Update the items from the line that contains "of the green" through the end of the items by replacing "photo" with "image", leaving all else unchanged. Leave the pictures out of your output.

> [Position annotation records]:

• • • • • • •

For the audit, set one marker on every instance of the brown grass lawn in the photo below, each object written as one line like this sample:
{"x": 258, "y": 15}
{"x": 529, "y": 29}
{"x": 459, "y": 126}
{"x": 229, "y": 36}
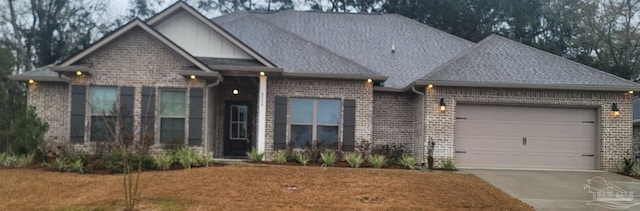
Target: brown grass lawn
{"x": 262, "y": 187}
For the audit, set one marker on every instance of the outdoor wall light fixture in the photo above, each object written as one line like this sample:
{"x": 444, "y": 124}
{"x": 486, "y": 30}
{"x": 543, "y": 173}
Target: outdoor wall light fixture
{"x": 615, "y": 109}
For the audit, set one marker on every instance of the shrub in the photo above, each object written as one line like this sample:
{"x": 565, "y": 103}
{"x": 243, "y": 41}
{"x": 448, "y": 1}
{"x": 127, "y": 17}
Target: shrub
{"x": 60, "y": 164}
{"x": 27, "y": 132}
{"x": 354, "y": 159}
{"x": 77, "y": 166}
{"x": 431, "y": 145}
{"x": 408, "y": 161}
{"x": 377, "y": 160}
{"x": 115, "y": 165}
{"x": 391, "y": 152}
{"x": 164, "y": 161}
{"x": 635, "y": 171}
{"x": 302, "y": 158}
{"x": 255, "y": 156}
{"x": 4, "y": 157}
{"x": 329, "y": 158}
{"x": 448, "y": 164}
{"x": 205, "y": 159}
{"x": 281, "y": 156}
{"x": 186, "y": 157}
{"x": 626, "y": 166}
{"x": 24, "y": 160}
{"x": 313, "y": 150}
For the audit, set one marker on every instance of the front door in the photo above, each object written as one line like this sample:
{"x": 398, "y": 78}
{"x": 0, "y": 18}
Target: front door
{"x": 237, "y": 135}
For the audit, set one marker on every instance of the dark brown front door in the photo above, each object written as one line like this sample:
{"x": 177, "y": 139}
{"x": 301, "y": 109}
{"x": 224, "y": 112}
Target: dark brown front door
{"x": 237, "y": 135}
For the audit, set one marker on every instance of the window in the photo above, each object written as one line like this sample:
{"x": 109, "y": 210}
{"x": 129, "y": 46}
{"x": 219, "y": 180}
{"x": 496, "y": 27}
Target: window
{"x": 314, "y": 120}
{"x": 103, "y": 102}
{"x": 172, "y": 115}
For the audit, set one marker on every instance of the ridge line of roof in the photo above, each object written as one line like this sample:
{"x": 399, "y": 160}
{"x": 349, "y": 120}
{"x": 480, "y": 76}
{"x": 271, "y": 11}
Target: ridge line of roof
{"x": 452, "y": 60}
{"x": 410, "y": 20}
{"x": 493, "y": 36}
{"x": 308, "y": 41}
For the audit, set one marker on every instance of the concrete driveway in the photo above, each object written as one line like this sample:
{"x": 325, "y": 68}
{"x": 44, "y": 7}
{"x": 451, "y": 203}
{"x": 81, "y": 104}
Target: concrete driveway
{"x": 566, "y": 190}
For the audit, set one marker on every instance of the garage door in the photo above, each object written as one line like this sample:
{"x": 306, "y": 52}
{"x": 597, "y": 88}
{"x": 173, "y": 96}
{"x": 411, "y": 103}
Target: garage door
{"x": 491, "y": 136}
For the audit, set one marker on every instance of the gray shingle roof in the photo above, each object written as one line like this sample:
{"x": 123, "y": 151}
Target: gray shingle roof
{"x": 287, "y": 50}
{"x": 362, "y": 39}
{"x": 500, "y": 60}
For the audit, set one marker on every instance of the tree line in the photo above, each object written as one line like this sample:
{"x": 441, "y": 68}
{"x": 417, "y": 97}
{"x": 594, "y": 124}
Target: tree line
{"x": 600, "y": 33}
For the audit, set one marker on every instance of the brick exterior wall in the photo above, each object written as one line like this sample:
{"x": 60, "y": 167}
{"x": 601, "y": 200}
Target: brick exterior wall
{"x": 134, "y": 59}
{"x": 393, "y": 122}
{"x": 52, "y": 105}
{"x": 614, "y": 133}
{"x": 360, "y": 91}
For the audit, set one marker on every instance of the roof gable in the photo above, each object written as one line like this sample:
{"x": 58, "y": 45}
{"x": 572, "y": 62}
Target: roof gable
{"x": 137, "y": 23}
{"x": 182, "y": 8}
{"x": 497, "y": 60}
{"x": 363, "y": 39}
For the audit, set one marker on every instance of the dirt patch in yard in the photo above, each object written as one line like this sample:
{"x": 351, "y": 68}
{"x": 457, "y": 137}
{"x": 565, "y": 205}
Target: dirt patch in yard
{"x": 261, "y": 187}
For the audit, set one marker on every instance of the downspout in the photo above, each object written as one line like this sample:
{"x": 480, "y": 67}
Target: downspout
{"x": 206, "y": 123}
{"x": 422, "y": 124}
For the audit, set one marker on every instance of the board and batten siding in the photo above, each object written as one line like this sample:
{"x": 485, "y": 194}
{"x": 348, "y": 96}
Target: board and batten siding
{"x": 200, "y": 41}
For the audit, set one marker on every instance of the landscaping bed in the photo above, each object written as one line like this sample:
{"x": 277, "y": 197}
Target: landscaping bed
{"x": 254, "y": 187}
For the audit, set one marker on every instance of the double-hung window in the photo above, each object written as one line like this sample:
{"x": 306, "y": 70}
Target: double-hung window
{"x": 314, "y": 120}
{"x": 172, "y": 115}
{"x": 103, "y": 102}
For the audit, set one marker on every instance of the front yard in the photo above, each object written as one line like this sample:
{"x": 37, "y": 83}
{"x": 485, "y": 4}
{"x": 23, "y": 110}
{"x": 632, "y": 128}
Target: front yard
{"x": 252, "y": 187}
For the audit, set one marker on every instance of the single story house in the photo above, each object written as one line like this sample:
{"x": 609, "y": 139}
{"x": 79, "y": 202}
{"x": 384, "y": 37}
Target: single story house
{"x": 272, "y": 80}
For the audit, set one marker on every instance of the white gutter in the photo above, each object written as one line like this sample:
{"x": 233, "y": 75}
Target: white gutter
{"x": 422, "y": 140}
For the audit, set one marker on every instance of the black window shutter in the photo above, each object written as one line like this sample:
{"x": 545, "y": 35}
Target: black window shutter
{"x": 148, "y": 112}
{"x": 78, "y": 100}
{"x": 195, "y": 116}
{"x": 126, "y": 111}
{"x": 349, "y": 125}
{"x": 280, "y": 130}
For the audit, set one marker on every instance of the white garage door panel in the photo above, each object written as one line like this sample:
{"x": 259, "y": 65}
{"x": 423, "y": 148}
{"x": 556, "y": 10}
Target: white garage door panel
{"x": 493, "y": 136}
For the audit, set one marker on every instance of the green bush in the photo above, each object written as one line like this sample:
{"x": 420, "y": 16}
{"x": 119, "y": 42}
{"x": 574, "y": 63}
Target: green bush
{"x": 205, "y": 159}
{"x": 24, "y": 160}
{"x": 626, "y": 166}
{"x": 27, "y": 132}
{"x": 408, "y": 161}
{"x": 328, "y": 158}
{"x": 60, "y": 164}
{"x": 377, "y": 160}
{"x": 354, "y": 159}
{"x": 281, "y": 156}
{"x": 164, "y": 161}
{"x": 115, "y": 165}
{"x": 255, "y": 156}
{"x": 4, "y": 157}
{"x": 391, "y": 152}
{"x": 303, "y": 158}
{"x": 186, "y": 157}
{"x": 448, "y": 164}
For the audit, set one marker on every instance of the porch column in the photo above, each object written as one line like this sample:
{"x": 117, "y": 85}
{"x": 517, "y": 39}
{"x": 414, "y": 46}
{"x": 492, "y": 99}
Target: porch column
{"x": 262, "y": 114}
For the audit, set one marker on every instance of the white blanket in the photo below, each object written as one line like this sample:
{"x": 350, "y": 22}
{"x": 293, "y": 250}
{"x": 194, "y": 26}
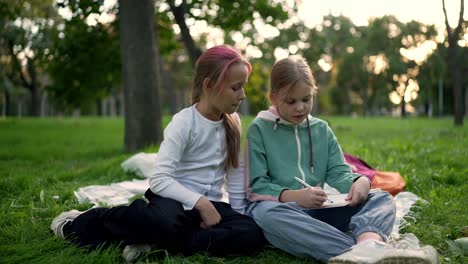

• • • • • • •

> [EXERCISE OUTPUT]:
For the audit, set one marker on every instance of the green bush in the image above, each object written as one line like this sample:
{"x": 420, "y": 16}
{"x": 119, "y": 42}
{"x": 574, "y": 63}
Target: green bush
{"x": 205, "y": 159}
{"x": 24, "y": 160}
{"x": 626, "y": 166}
{"x": 27, "y": 132}
{"x": 408, "y": 161}
{"x": 328, "y": 158}
{"x": 60, "y": 164}
{"x": 377, "y": 160}
{"x": 354, "y": 159}
{"x": 281, "y": 156}
{"x": 164, "y": 161}
{"x": 115, "y": 165}
{"x": 255, "y": 156}
{"x": 4, "y": 157}
{"x": 391, "y": 152}
{"x": 303, "y": 158}
{"x": 186, "y": 157}
{"x": 448, "y": 164}
For the audit, set one marker on every instance of the porch column in the image above, each object written as one line like this sample:
{"x": 117, "y": 85}
{"x": 517, "y": 39}
{"x": 414, "y": 46}
{"x": 492, "y": 99}
Target: porch column
{"x": 262, "y": 114}
For the audit, set one marker on every instance of the white blanket in the image below, each object written as one line like this sample:
{"x": 350, "y": 22}
{"x": 293, "y": 250}
{"x": 194, "y": 26}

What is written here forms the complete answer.